_What is being asked:_ Return every row below unchanged, reproducing each line character for character.

BEGIN Records to use

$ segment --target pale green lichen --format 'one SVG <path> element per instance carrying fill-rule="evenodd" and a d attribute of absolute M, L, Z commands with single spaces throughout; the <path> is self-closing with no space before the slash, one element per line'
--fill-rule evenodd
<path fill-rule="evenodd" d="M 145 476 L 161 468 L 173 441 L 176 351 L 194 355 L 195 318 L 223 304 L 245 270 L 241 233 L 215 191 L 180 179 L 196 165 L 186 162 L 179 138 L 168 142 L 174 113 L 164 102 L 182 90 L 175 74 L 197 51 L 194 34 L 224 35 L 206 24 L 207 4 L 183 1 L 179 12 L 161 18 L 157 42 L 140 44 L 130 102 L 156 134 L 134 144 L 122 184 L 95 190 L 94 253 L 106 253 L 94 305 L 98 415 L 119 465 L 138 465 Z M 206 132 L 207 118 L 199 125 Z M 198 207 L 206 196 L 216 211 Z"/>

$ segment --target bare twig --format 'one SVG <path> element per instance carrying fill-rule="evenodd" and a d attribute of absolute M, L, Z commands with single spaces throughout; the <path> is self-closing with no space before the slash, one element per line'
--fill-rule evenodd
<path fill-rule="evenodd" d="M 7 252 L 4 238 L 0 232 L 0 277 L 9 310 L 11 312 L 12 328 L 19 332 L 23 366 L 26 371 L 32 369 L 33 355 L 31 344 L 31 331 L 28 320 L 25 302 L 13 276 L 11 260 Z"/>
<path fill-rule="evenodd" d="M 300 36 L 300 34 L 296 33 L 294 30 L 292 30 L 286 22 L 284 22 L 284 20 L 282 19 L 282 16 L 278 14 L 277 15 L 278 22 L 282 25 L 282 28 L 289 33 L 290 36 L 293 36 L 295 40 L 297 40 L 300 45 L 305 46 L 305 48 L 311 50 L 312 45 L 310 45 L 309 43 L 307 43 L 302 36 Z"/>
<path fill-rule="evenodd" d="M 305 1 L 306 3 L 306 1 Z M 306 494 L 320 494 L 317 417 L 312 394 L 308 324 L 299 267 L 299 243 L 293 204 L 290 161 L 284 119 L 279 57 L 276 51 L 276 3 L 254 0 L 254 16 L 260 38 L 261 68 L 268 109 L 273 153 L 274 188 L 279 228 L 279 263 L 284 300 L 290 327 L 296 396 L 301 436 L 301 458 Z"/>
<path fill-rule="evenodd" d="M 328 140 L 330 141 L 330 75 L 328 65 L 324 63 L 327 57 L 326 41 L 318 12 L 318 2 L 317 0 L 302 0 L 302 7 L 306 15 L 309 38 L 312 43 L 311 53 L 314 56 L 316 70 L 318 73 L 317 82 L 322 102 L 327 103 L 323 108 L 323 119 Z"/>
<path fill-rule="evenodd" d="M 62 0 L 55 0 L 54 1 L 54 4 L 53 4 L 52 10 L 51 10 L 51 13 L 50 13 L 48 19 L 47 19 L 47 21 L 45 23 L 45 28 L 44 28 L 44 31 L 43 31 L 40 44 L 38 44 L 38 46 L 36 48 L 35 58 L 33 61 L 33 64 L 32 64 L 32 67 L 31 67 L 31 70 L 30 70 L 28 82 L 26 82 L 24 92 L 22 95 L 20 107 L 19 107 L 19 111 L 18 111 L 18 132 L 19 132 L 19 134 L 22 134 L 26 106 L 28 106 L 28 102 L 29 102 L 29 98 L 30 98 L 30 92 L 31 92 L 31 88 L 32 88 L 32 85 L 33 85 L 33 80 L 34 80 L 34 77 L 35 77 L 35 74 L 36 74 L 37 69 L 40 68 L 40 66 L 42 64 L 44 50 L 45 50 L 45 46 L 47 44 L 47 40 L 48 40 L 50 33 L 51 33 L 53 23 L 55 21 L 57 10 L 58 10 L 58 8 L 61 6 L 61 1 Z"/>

END Records to use

_Answer to this task:_
$ segment --target pale green lichen --format 'one SVG <path> element per instance carrying fill-rule="evenodd" and a d attribute of absolute M, L, Z commands with single spaces throughout; the <path> is self-closing with no space before the slash, one element per line'
--fill-rule evenodd
<path fill-rule="evenodd" d="M 145 476 L 161 468 L 173 441 L 176 351 L 194 355 L 195 318 L 223 304 L 245 270 L 241 233 L 215 191 L 180 179 L 196 165 L 186 162 L 179 138 L 168 142 L 174 113 L 164 102 L 182 90 L 175 74 L 197 51 L 194 34 L 224 35 L 206 24 L 207 4 L 183 1 L 179 12 L 161 18 L 157 42 L 140 44 L 130 102 L 156 134 L 134 144 L 122 184 L 95 190 L 94 253 L 106 253 L 94 305 L 98 415 L 119 465 L 138 465 Z M 206 132 L 207 118 L 199 125 Z M 198 207 L 206 196 L 216 211 Z"/>

$ segment --target bare twig --format 'one SVG <path> element per instance carrying fill-rule="evenodd" and a d attribute of absolute M, L, Z commands with single spaces throughout; the <path> is self-closing with no space before the slash, one element per line'
--fill-rule evenodd
<path fill-rule="evenodd" d="M 7 252 L 4 238 L 0 232 L 0 277 L 9 310 L 11 312 L 12 328 L 19 332 L 23 366 L 26 371 L 32 369 L 33 355 L 31 344 L 31 331 L 28 320 L 25 302 L 13 276 L 11 260 Z"/>
<path fill-rule="evenodd" d="M 300 36 L 300 34 L 296 33 L 294 30 L 292 30 L 286 22 L 284 22 L 284 20 L 282 19 L 282 16 L 278 14 L 277 15 L 278 22 L 282 25 L 282 28 L 289 33 L 290 36 L 293 36 L 295 40 L 297 40 L 300 45 L 305 46 L 305 48 L 311 50 L 312 45 L 310 45 L 309 43 L 307 43 L 302 36 Z"/>
<path fill-rule="evenodd" d="M 305 1 L 306 3 L 306 1 Z M 306 494 L 320 494 L 317 417 L 312 394 L 308 324 L 299 267 L 299 243 L 293 204 L 290 161 L 284 119 L 279 57 L 276 51 L 276 3 L 254 0 L 254 16 L 260 38 L 261 68 L 268 109 L 273 153 L 274 188 L 279 228 L 279 263 L 284 300 L 290 327 L 296 396 L 301 436 L 301 458 Z"/>
<path fill-rule="evenodd" d="M 328 140 L 330 141 L 330 75 L 328 65 L 324 63 L 327 57 L 326 41 L 318 12 L 318 2 L 317 0 L 302 0 L 302 7 L 306 15 L 309 38 L 312 43 L 311 53 L 314 56 L 316 70 L 318 73 L 317 82 L 322 102 L 327 103 L 323 108 L 323 119 Z"/>
<path fill-rule="evenodd" d="M 62 0 L 55 0 L 54 1 L 54 4 L 53 4 L 52 10 L 51 10 L 51 13 L 50 13 L 48 19 L 47 19 L 47 21 L 45 23 L 45 28 L 44 28 L 44 31 L 43 31 L 40 44 L 38 44 L 38 46 L 36 48 L 35 58 L 33 61 L 33 64 L 32 64 L 32 67 L 31 67 L 31 70 L 30 70 L 28 82 L 26 82 L 24 92 L 22 95 L 20 107 L 19 107 L 19 111 L 18 111 L 18 132 L 19 132 L 19 134 L 22 134 L 26 106 L 28 106 L 28 102 L 29 102 L 29 98 L 30 98 L 30 92 L 31 92 L 31 88 L 32 88 L 32 85 L 33 85 L 33 80 L 34 80 L 34 77 L 35 77 L 35 74 L 36 74 L 37 69 L 40 68 L 40 66 L 42 64 L 44 50 L 45 50 L 45 46 L 47 44 L 47 40 L 48 40 L 50 33 L 51 33 L 53 23 L 55 21 L 57 10 L 58 10 L 58 8 L 61 6 L 61 1 Z"/>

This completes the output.